- _EXERCISE TASKS_:
**1)** In the notes on quantum gates, why is each gate presented as a list of how it transforms the standard basis states? Answer in one to three sentences.
**2)** Pick up the notes on quantum gates after their final sentence and continue them.

>> start PAGE TEXT

Quantum Gates

\[ \newcommand{\braket}[2]{\langle{#1}|{#2}\rangle} \]

Pre-class notes

In-class notes

1 Learning Goals

• Describe quantum gate using ket notation
• Describe sufficient and necessary properties of quantum gates
• Apply ket formalism for gates to analyze novel situations

2 Quantum Gates

We have previously seen examples of quantum gates (which are also sometimes called operations or unitaries,):

Beamsplitter: \[ \begin{align} \ket{0}_P\ket{H}_D&\rightarrow\ket{0}_P\ket{H}_D\\ \ket{0}_P\ket{V}_D&\rightarrow\ket{0}_P\ket{V}_D\\ \ket{1}_P\ket{H}_D&\rightarrow\ket{1}_P\ket{V}_D\\ \ket{1}_P\ket{V}_D&\rightarrow\ket{1}_P\ket{H}_D \end{align} \]

\(\theta\)-Waveplate: \[ \begin{align} \ket{0}_P&\rightarrow\cos(\theta)\ket{0}_P+\sin(\theta)\ket{1}_P\\ \ket{1}_P&\rightarrow\sin(\theta)\ket{0}_P-\cos(\theta)\ket{1}_P \end{align} \]

To describe what the gate does, we have listed how it transforms each standard basis state.

>> end PAGE TEXT
>> start MATERIAL

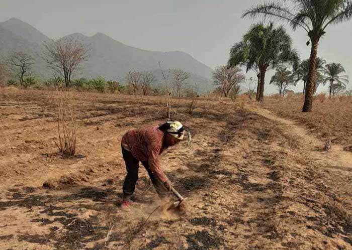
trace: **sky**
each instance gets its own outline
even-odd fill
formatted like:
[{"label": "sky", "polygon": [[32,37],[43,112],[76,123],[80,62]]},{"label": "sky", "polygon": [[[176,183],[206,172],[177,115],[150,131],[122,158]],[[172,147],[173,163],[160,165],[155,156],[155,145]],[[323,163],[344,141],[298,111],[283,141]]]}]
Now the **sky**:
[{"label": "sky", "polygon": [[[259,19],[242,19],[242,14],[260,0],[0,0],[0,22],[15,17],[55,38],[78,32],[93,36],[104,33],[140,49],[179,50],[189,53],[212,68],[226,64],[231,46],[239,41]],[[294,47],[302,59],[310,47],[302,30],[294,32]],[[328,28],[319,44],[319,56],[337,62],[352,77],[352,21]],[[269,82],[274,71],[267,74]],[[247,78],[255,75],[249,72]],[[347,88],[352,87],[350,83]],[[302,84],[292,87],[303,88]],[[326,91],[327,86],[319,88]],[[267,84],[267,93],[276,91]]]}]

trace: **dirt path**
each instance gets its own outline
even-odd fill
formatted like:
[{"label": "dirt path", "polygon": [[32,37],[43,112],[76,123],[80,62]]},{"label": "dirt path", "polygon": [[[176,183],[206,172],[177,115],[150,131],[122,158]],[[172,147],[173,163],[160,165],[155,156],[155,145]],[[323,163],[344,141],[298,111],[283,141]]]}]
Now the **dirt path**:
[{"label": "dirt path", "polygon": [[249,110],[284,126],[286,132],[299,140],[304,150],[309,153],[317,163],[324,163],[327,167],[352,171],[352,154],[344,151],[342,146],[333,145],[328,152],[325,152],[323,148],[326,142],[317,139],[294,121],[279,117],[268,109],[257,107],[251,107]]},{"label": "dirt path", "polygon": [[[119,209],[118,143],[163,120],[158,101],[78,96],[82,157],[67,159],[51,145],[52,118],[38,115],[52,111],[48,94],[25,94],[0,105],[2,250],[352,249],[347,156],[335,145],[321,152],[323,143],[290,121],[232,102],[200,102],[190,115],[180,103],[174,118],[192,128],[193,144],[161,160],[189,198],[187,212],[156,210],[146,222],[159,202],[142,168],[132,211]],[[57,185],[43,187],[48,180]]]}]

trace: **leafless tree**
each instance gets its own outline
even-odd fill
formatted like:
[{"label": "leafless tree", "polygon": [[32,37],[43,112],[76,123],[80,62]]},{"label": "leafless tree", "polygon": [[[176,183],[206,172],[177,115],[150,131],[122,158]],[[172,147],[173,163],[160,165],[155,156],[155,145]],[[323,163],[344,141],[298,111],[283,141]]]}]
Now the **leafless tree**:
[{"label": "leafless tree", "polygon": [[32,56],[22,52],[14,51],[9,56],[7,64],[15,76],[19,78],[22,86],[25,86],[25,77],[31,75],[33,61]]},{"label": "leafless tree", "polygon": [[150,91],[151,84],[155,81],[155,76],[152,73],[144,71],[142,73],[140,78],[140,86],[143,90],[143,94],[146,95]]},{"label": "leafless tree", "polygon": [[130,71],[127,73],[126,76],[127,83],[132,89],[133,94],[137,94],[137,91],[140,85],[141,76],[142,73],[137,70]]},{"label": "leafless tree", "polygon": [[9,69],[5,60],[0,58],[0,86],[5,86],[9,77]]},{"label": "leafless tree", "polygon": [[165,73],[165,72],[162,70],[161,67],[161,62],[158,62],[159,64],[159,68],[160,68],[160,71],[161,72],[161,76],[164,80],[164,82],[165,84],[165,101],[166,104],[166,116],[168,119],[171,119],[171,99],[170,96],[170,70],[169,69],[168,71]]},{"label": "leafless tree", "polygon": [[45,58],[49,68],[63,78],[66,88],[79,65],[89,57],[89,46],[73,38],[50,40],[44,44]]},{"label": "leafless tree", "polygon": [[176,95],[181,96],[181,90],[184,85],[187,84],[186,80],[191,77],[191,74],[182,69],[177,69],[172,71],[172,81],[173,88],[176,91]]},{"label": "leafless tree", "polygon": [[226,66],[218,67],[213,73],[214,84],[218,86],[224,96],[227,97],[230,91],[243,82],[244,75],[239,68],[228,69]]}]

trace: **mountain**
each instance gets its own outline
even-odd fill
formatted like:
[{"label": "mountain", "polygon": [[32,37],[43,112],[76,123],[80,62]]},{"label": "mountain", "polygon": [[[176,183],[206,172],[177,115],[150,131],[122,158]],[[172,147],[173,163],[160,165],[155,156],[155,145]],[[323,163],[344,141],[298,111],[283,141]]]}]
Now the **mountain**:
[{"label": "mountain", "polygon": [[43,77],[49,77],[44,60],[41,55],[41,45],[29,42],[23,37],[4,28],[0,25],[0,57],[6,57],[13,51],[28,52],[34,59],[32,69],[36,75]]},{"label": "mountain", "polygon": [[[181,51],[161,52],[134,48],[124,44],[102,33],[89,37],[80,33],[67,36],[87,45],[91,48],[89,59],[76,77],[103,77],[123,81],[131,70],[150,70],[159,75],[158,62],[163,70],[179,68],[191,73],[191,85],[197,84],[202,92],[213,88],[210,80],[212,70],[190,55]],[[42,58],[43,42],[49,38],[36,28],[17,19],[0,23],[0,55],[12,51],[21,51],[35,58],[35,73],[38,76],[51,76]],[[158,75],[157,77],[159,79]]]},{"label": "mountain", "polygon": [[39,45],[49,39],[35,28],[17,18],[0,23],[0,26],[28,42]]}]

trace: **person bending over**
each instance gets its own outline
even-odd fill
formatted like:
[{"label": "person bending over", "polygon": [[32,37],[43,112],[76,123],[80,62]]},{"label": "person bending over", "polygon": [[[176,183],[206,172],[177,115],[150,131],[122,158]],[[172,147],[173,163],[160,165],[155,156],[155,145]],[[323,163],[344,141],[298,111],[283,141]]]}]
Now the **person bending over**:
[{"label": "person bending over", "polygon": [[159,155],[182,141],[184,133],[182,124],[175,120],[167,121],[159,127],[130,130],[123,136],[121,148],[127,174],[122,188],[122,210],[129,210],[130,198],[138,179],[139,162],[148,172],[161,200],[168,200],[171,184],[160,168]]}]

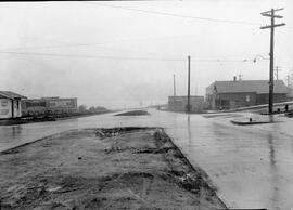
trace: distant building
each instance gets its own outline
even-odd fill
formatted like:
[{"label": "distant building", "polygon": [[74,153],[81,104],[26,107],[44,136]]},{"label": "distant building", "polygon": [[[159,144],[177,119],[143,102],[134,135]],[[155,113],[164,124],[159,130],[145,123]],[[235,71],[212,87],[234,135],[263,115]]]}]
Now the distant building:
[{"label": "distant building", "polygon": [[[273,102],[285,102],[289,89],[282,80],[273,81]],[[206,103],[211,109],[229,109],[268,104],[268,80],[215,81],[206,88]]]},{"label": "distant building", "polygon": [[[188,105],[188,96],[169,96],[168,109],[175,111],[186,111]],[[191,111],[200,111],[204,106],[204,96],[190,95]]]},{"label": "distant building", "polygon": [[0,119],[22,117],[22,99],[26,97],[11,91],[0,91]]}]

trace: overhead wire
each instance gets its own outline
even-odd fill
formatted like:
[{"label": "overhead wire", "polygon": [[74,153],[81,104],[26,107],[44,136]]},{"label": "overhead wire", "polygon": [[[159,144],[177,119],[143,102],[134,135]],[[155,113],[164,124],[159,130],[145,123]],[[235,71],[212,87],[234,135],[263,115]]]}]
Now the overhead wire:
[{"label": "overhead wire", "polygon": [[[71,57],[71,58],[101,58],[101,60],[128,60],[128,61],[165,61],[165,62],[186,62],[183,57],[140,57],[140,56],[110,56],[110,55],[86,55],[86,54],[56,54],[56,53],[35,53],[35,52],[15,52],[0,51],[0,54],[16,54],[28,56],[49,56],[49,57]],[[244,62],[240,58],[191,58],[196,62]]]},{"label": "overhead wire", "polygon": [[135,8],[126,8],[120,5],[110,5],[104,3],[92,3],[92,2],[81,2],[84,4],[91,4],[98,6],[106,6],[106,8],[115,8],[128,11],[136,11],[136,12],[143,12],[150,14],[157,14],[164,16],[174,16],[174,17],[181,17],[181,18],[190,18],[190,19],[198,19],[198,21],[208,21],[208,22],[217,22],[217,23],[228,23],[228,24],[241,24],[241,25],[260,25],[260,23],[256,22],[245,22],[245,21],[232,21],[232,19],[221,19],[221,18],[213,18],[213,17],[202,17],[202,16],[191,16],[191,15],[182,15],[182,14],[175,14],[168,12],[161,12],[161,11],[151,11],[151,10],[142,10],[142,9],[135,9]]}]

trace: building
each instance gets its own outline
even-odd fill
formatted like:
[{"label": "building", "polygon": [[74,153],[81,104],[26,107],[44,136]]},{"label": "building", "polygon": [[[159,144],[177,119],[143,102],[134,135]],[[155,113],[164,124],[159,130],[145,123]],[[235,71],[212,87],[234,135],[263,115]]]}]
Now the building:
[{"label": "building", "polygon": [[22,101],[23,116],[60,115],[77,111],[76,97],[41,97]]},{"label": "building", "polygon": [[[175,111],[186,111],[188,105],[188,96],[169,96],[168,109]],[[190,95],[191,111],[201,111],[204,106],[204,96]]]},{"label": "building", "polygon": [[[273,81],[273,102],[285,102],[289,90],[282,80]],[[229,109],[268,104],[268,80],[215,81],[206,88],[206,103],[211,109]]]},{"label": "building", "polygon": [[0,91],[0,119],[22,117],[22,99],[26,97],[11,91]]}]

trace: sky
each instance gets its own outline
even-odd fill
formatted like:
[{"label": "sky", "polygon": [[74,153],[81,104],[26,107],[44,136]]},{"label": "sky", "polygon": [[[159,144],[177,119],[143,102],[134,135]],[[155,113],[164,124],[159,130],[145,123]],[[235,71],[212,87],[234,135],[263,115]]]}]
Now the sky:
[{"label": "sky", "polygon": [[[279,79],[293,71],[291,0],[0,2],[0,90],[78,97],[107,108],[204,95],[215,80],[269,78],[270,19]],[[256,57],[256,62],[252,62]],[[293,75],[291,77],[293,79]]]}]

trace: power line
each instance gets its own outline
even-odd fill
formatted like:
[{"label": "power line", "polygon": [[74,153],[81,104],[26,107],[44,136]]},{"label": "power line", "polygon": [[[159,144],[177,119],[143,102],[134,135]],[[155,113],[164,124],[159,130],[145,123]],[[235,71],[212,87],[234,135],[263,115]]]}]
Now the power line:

>> end MATERIAL
>> start MATERIAL

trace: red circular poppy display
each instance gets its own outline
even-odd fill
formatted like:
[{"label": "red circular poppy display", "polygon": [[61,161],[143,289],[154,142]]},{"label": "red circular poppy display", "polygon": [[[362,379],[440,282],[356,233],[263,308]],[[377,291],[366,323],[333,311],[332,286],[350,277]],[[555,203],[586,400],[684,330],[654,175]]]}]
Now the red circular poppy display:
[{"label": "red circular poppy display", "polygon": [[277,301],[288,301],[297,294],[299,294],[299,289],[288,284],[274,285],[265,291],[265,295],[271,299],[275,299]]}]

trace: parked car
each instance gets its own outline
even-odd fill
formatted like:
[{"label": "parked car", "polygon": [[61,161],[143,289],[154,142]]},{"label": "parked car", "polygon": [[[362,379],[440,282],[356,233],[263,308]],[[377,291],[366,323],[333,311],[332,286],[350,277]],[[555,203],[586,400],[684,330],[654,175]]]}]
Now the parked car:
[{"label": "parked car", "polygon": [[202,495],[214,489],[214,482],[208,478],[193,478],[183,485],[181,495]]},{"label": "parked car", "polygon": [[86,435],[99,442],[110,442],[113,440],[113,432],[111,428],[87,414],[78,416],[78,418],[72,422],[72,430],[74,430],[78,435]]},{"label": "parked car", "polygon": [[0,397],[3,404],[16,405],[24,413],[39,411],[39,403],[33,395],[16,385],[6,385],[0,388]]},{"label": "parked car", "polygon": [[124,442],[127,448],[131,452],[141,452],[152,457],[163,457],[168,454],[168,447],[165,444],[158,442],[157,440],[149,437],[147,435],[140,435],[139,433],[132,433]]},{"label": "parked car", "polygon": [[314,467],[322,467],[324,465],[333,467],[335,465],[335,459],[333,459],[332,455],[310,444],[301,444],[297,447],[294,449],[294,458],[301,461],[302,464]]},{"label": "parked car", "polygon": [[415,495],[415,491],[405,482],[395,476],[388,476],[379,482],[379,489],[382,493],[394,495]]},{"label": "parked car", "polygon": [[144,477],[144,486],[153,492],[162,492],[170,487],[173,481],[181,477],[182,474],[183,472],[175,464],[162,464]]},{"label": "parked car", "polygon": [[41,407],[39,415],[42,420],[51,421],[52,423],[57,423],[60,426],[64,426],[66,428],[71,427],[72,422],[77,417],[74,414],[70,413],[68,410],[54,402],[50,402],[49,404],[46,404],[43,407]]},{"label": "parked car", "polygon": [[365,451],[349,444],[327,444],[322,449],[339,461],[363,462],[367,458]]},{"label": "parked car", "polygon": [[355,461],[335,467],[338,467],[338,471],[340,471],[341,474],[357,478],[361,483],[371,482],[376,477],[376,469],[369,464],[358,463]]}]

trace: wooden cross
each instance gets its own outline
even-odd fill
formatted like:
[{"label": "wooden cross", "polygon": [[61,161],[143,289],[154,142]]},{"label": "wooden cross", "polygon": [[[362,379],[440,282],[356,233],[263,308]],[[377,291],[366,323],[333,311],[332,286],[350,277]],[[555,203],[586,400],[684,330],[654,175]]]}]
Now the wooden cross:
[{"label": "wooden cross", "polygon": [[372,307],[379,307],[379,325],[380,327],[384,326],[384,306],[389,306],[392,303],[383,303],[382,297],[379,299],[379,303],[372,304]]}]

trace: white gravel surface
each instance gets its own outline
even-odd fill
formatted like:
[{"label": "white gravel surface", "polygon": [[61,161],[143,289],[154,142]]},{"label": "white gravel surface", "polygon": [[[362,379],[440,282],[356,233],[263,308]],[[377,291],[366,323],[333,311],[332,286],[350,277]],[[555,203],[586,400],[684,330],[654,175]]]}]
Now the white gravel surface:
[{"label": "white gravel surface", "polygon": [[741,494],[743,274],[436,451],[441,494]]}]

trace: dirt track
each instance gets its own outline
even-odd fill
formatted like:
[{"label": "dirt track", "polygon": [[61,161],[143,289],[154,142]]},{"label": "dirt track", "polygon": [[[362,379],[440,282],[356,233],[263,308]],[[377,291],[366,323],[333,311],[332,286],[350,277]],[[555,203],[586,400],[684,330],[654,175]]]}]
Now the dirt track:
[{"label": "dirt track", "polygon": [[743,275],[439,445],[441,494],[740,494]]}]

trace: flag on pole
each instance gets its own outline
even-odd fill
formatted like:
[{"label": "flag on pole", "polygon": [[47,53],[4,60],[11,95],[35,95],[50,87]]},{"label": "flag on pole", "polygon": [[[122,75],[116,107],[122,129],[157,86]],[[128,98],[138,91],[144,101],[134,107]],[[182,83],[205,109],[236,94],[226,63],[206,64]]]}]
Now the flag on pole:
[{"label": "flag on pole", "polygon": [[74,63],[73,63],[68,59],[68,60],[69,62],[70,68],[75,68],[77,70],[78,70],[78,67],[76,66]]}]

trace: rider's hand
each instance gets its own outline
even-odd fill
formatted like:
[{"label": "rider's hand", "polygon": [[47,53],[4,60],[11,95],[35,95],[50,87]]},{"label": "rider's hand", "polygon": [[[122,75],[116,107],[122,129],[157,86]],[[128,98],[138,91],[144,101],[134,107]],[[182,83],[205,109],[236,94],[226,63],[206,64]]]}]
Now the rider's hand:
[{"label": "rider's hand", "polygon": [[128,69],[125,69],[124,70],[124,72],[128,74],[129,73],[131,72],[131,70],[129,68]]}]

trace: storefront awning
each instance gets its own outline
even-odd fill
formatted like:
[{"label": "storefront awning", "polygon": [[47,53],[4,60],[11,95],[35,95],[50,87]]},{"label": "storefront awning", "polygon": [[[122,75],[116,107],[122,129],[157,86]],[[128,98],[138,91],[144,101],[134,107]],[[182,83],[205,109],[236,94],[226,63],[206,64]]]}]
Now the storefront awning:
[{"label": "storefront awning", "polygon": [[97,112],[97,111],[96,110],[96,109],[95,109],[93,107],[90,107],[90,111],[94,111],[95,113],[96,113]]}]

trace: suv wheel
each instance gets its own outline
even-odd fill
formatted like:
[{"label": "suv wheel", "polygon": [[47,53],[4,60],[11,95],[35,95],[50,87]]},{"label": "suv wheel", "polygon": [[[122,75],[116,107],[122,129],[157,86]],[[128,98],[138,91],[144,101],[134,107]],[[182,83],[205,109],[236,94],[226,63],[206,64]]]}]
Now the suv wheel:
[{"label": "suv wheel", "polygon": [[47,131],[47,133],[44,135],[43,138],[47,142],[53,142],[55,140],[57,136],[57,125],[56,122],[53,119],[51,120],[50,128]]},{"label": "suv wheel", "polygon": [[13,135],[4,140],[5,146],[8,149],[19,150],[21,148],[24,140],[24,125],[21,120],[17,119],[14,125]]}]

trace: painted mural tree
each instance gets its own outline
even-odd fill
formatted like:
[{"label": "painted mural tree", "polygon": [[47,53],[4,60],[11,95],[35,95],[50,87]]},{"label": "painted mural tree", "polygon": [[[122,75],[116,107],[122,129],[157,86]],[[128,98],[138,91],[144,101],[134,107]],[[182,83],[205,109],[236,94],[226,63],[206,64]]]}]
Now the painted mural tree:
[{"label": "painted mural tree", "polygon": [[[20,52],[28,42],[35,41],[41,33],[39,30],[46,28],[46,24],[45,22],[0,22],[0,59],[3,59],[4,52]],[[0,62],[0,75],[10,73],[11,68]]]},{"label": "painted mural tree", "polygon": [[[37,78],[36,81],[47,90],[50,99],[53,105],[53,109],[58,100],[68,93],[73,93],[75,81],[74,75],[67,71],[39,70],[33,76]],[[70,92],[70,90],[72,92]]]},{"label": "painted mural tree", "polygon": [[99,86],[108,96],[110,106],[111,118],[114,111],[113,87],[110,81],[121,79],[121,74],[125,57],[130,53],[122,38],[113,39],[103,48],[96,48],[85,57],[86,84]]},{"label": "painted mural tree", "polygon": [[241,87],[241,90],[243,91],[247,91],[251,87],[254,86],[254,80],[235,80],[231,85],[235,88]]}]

>> end MATERIAL
>> start MATERIAL

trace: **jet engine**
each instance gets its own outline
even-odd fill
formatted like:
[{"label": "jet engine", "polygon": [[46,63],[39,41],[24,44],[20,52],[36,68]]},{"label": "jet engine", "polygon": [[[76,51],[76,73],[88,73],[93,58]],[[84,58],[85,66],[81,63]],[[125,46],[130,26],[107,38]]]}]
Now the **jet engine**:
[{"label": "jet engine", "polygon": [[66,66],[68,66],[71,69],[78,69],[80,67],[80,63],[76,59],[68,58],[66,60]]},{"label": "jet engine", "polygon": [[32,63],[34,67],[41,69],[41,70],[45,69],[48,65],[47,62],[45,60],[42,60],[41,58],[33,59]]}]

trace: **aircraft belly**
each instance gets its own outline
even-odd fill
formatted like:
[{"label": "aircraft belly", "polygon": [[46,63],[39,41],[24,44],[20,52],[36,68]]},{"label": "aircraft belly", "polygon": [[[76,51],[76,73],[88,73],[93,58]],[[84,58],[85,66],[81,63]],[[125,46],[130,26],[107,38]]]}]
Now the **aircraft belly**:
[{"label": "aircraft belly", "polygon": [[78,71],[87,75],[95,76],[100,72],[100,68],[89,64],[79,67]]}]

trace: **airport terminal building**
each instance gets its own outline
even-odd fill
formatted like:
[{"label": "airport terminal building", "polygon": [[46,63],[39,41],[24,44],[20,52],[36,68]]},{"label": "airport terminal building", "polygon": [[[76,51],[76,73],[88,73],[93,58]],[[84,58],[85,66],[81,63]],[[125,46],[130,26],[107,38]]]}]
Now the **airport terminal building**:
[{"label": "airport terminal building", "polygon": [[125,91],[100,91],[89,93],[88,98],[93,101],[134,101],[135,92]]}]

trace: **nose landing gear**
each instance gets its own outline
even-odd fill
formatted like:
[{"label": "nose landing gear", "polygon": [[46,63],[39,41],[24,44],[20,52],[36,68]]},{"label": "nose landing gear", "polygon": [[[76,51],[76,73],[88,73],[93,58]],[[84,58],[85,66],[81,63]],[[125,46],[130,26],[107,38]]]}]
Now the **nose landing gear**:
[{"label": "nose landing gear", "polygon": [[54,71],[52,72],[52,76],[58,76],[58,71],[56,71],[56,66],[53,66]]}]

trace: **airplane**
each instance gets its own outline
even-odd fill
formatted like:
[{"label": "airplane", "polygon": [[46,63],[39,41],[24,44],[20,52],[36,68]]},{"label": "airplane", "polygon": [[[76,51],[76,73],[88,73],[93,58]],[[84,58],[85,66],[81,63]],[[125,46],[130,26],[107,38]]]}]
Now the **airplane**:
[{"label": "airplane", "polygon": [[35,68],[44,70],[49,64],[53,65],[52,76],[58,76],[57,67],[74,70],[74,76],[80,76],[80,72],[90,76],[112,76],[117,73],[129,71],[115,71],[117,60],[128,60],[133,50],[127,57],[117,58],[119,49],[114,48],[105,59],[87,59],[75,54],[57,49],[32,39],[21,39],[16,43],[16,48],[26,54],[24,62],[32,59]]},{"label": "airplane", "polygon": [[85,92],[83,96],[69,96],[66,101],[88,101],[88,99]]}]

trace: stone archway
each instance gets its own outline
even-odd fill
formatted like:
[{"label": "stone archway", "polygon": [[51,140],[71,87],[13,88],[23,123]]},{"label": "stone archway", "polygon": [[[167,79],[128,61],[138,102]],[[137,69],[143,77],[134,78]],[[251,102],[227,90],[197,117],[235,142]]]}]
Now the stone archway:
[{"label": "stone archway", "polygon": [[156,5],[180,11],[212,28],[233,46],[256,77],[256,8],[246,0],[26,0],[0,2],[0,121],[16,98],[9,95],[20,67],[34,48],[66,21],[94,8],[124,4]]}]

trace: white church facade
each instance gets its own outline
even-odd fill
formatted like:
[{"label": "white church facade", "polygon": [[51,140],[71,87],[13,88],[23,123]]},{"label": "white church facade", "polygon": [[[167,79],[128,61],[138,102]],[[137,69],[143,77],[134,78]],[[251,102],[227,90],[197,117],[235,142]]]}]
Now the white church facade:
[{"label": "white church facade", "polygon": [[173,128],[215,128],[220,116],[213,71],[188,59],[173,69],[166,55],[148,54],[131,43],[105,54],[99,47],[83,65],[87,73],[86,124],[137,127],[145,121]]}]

>> end MATERIAL

- _WRITTEN RESPONSES_:
**1)** Each gate is presented as a list of how it transforms every standard basis state because that list is how the notes describe what the gate does. The beamsplitter and the \(\theta\)-waveplate are both given in this form.

**2)**
2.1 Properties of Gates

Definition 1 A quantum transformation is a gate if and only if

• It takes any quantum state to another quantum state
• It is reversible. (This means that for every gate there is a reversing gate that can undo the action of the original gate.)

Group Exercises

Are the following gates? Why or why not (based on the definition of gates)?

• A vertically polarized filter

• The transformation \[ \begin{align} \ket{0}&\rightarrow\ket{0}+\ket{1}\\ \ket{1}&\rightarrow\ket{0}-\ket{1} \end{align} \]

Alternative definitions:

Definition 2 A quantum transformation is a gate if and only if it it takes an orthonormal set of states to an orthonormal set of states

Definition 3 A quantum transformation is a gate if and only if it is a unitary operation.

• Using Definition 2, the following is a gate:

\[ \begin{align} \ket{00}&\rightarrow\ket{\psi_1}\\ \ket{01}&\rightarrow\ket{\psi_2}\\ \ket{10}&\rightarrow\ket{\psi_3}\\ \ket{11}&\rightarrow\ket{\psi_4}\\ \end{align} \] as long as \(\braket{\psi_i}{\psi_j}=\delta_{ij}\) where \(\delta_{ij}\) is the Kronecker delta: \[ \delta_{ij}= \begin{cases} 1 & \textrm{if }i=j\\ 0 & \textrm{else } \end{cases} \]

• From Definition 3, a quantum gate is a multidimensional generalization of reflection and rotation transformations. Note that a rotation and reflection are reversible because you can rotate back in the opposite direction, or reflect again to recover the original state.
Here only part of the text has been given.